● **Task to carry out**: Extract every line of the material below that contains the word "white", treating uppercase and lowercase letters as different.

■ ■ ■ ■ ■ ■ ■

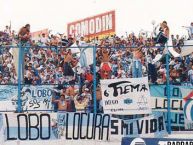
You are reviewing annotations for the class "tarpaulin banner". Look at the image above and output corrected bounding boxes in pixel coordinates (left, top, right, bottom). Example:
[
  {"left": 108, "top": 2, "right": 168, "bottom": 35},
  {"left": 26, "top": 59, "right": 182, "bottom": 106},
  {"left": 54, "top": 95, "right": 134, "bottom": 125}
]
[
  {"left": 31, "top": 29, "right": 49, "bottom": 41},
  {"left": 0, "top": 85, "right": 55, "bottom": 111},
  {"left": 67, "top": 11, "right": 115, "bottom": 37},
  {"left": 150, "top": 85, "right": 184, "bottom": 130},
  {"left": 101, "top": 77, "right": 151, "bottom": 115},
  {"left": 0, "top": 112, "right": 166, "bottom": 141},
  {"left": 180, "top": 87, "right": 193, "bottom": 130},
  {"left": 121, "top": 137, "right": 193, "bottom": 145},
  {"left": 124, "top": 113, "right": 167, "bottom": 137}
]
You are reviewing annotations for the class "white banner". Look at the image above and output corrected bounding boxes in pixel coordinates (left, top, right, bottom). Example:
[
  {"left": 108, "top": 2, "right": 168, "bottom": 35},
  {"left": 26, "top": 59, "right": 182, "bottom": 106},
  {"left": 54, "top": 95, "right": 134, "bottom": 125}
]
[
  {"left": 0, "top": 112, "right": 167, "bottom": 141},
  {"left": 101, "top": 77, "right": 151, "bottom": 115},
  {"left": 0, "top": 85, "right": 55, "bottom": 111}
]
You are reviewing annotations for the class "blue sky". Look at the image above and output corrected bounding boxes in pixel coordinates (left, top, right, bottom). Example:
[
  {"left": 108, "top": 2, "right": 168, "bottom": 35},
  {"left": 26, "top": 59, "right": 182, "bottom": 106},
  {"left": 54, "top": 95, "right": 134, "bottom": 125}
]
[{"left": 0, "top": 0, "right": 193, "bottom": 35}]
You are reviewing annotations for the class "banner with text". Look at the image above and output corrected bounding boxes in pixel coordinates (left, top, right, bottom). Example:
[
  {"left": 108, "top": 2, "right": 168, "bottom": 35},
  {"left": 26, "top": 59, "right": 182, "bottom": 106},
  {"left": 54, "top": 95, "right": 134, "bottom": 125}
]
[
  {"left": 180, "top": 87, "right": 193, "bottom": 130},
  {"left": 150, "top": 85, "right": 184, "bottom": 131},
  {"left": 121, "top": 137, "right": 193, "bottom": 145},
  {"left": 0, "top": 85, "right": 55, "bottom": 111},
  {"left": 101, "top": 77, "right": 151, "bottom": 115},
  {"left": 67, "top": 11, "right": 115, "bottom": 38},
  {"left": 0, "top": 112, "right": 166, "bottom": 141}
]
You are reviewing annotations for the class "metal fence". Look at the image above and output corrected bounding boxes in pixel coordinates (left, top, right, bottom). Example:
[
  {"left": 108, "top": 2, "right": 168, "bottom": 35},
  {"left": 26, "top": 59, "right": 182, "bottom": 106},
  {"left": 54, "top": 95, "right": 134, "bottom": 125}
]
[{"left": 1, "top": 45, "right": 193, "bottom": 134}]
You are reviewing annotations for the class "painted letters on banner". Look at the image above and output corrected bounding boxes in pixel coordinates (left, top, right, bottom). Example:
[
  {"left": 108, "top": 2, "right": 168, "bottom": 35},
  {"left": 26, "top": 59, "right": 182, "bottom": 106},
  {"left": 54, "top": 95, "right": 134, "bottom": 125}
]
[
  {"left": 180, "top": 87, "right": 193, "bottom": 130},
  {"left": 101, "top": 77, "right": 151, "bottom": 115},
  {"left": 121, "top": 137, "right": 193, "bottom": 145},
  {"left": 124, "top": 113, "right": 167, "bottom": 137},
  {"left": 150, "top": 85, "right": 184, "bottom": 131},
  {"left": 0, "top": 85, "right": 54, "bottom": 111},
  {"left": 67, "top": 11, "right": 115, "bottom": 38},
  {"left": 2, "top": 113, "right": 166, "bottom": 141}
]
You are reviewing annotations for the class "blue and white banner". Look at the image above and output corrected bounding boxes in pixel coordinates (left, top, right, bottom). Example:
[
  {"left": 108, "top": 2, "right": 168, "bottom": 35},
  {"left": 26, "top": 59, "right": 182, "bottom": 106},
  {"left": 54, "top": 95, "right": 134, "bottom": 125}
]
[
  {"left": 121, "top": 137, "right": 193, "bottom": 145},
  {"left": 101, "top": 77, "right": 151, "bottom": 115},
  {"left": 181, "top": 87, "right": 193, "bottom": 130},
  {"left": 150, "top": 85, "right": 184, "bottom": 130},
  {"left": 124, "top": 113, "right": 167, "bottom": 137},
  {"left": 0, "top": 85, "right": 55, "bottom": 111},
  {"left": 0, "top": 113, "right": 166, "bottom": 141}
]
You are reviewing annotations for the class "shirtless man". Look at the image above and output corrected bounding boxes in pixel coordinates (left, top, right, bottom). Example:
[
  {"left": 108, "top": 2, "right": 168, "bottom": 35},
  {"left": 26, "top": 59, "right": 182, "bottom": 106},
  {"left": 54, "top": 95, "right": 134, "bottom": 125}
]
[
  {"left": 64, "top": 49, "right": 76, "bottom": 77},
  {"left": 160, "top": 21, "right": 170, "bottom": 39},
  {"left": 18, "top": 24, "right": 31, "bottom": 43},
  {"left": 53, "top": 94, "right": 68, "bottom": 111},
  {"left": 100, "top": 48, "right": 112, "bottom": 79}
]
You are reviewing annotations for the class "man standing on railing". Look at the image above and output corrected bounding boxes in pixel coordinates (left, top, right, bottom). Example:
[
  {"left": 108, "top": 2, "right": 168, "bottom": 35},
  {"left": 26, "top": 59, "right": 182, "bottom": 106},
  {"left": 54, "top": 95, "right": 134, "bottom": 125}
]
[
  {"left": 182, "top": 22, "right": 193, "bottom": 39},
  {"left": 132, "top": 46, "right": 143, "bottom": 78},
  {"left": 16, "top": 24, "right": 31, "bottom": 82},
  {"left": 188, "top": 65, "right": 193, "bottom": 84}
]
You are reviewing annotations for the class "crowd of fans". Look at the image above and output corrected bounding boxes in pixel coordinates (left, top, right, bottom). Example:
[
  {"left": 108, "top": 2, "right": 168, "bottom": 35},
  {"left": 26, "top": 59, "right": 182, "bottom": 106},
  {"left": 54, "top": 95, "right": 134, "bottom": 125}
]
[{"left": 0, "top": 22, "right": 193, "bottom": 111}]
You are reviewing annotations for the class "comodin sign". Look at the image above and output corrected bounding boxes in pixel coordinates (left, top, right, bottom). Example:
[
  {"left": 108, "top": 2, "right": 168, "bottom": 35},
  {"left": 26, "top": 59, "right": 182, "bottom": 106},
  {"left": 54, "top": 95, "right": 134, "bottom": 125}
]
[{"left": 67, "top": 11, "right": 115, "bottom": 37}]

■ ■ ■ ■ ■ ■ ■

● **Task solution**:
You are reviewing annotations for the class "white banner". Look at the image above and output corrected bounding boxes in pixel coordinates (left, top, right, bottom). Example:
You are reviewing annotations for the class "blue and white banner". Look at the image above and output corrected bounding boxes in pixel coordinates (left, top, right, bottom). Example:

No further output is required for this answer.